The problem:
Restate the material verbatim, every line included.

========================================

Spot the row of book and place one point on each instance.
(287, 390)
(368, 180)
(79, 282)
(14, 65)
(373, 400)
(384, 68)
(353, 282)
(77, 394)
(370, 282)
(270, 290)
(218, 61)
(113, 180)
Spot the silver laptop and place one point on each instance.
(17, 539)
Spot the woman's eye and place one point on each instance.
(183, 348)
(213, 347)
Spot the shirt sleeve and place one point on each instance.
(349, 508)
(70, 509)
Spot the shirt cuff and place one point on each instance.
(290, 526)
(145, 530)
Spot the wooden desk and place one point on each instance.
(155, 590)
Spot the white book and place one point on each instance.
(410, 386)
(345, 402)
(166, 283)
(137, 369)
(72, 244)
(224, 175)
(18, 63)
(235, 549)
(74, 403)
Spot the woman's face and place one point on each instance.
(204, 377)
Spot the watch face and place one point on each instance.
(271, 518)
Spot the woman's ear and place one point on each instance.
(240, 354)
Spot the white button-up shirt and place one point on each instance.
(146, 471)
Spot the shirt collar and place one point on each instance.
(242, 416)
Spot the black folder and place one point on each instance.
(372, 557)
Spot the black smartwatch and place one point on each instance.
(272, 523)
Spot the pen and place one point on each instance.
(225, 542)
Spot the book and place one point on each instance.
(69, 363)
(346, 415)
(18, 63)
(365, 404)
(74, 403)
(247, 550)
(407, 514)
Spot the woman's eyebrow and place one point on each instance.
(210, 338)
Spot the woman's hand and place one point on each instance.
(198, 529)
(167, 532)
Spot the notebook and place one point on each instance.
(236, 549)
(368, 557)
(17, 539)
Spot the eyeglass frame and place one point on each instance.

========================================

Answer to the problem:
Spot the row of book and place one point on each instance.
(287, 390)
(368, 180)
(79, 282)
(14, 65)
(373, 400)
(384, 68)
(353, 282)
(77, 394)
(370, 282)
(270, 290)
(218, 61)
(113, 180)
Spot the silver laptop and place one point on each instance.
(17, 539)
Spot the woman's eye and place one point on each instance.
(183, 348)
(213, 347)
Spot the shirt sleeve and place one point on each instance.
(349, 508)
(70, 509)
Spot the shirt cuff and place one point on each instance.
(290, 526)
(145, 530)
Spot the wooden desk and place one point on each instance.
(155, 590)
Spot the white book and place one point on each instance.
(410, 386)
(345, 402)
(166, 283)
(137, 369)
(72, 244)
(224, 175)
(18, 63)
(235, 549)
(74, 403)
Spot the woman's face and place one point on each instance.
(204, 377)
Spot the watch face and place one point on each instance.
(271, 518)
Spot the woman's ear and place one point on each instance.
(240, 354)
Spot the white button-up shirt and place one point on each instance.
(146, 471)
Spot the shirt collar and place one point on each instance.
(242, 416)
Spot the black folder and place one point on each instance.
(372, 557)
Spot the black smartwatch and place one point on each instance.
(272, 523)
Spot the pen and place one point on each instance.
(225, 542)
Spot the book and place one point on each instance.
(69, 363)
(346, 415)
(18, 63)
(365, 404)
(74, 403)
(247, 550)
(407, 514)
Spot the woman's eyebrow and place one point on each instance.
(210, 338)
Spot the woman's hand and place one point on each instance.
(198, 529)
(167, 532)
Spot the notebook and place one point on each instance.
(236, 549)
(368, 557)
(17, 539)
Spot the eyeglass frame and place one point on each instance.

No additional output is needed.